### To be done
1. In the post on poll oversampling, what Democrat-to-Republican split does the author report for the poll CNN released after its article?
2. List every web address that appears in the post on poll oversampling.
3. Carry on writing the post on poll oversampling, starting right after its last sentence.

### Excerpt to read
This is labeled as "Part 1" because if more email correspondence exists between me and various pollsters, I will add them as further posts. Of course, if pollsters are afraid to respond, I will write about that, too. Sorry, Mr. Cooper... but this is my version of "Keeping Them Honest." :-)
There has been much written about the skewing or "oversampling" of democrat respondents in recent polls. I wrote about how I believe this is a form of psychological voter suppression being employed by the media: http://loudmouthelephant.blogspot.com/2012/09/voter-suppression-look-no-further-than.html. In short, the oversampling of democrats in polls allows the results to be skewed in favor of Obama, promoting a "Romney can't win this race" situation in an effort to get republican voters to stay home since their efforts would be futile. CNN wrote a "debunk" piece of my theory here: http://politicalticker.blogs.cnn.com/2012/09/28/analysis-polling-criticism-unfounded/. And yes, I have been skeptical of these polls before usual the conservative pundits got on board.
The interesting thing about CNN's article: they didn't actually debunk the theory. They simply said, "well, there is no " conspiracy" (though I would never call this a conspiracy - more like an effort); look at the results of these polls," and they simply cited MORE skewed polls! Ugh. If they would have given some examples of how the polling sample best reflects the electorate or recent party affiliation trends, their case would have held more water. They didn't, and in fact, they then released another ridiculously over-sampled pro-democrat poll: http://i2.cdn.turner.com/cnn/2012/images/10/01/rel11a.pdf (37% D - 29% R). There is no information anywhere that shows this is how the country's party affiliation is spread. Shame on CNN for skewing another poll. Shame on CNN and their attempt at debunking my theory :-) Using the very thing being questioned as the rebuttal of the question is purely circular logic, and it's quite silly. I digress...

### Dataset content
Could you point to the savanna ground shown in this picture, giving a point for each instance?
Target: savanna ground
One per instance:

### Responses by task
1. 37% Democrat to 29% Republican.

2.
http://loudmouthelephant.blogspot.com/2012/09/voter-suppression-look-no-further-than.html
http://politicalticker.blogs.cnn.com/2012/09/28/analysis-polling-criticism-unfounded/
http://i2.cdn.turner.com/cnn/2012/images/10/01/rel11a.pdf

3.
Moving on, I have kept an updated database of every poll I can analyze: http://loudmouthelephant.blogspot.com/2012/09/lme-presidential-poll-tracker-database.html
Today, while doing my latest round of poll deboggling, I came across this poll: http://weaskamerica.com/2012/10/02/horse-races/
It shows that though Mitt Romney is leading 50.7% to 35.3% among independents, somehow Obama has a 10.5 point lead in Nevada?! What?! I had to question these results, so I emailed the polling company We Ask America. The following email chain is the whole reason I am writing this post (personal information has been removed). Keep in mind, as you will see by my tone, I'm cordial and respectful. This was not a "gotcha" attack; I just wanted to understand the numbers:
My name is Michael XXXXXXX. I'm the chief contributor for the blog The Elephant in the Room (www.loudmouthelephant.com). I'm writing to learn of the sample you used for your Nevada poll this morning. The poll's results claim a 10.5 percentage point lead for Obama (52.5% - 42%). Though you did not release the information, my estimates for the voter demographic breakdown show the poll sampled approximately: 42% D - 28% R 30% I. Is this true? Could you please email me the voting demographic breakdown? I can be reached at firstname.lastname@example.org Thank you.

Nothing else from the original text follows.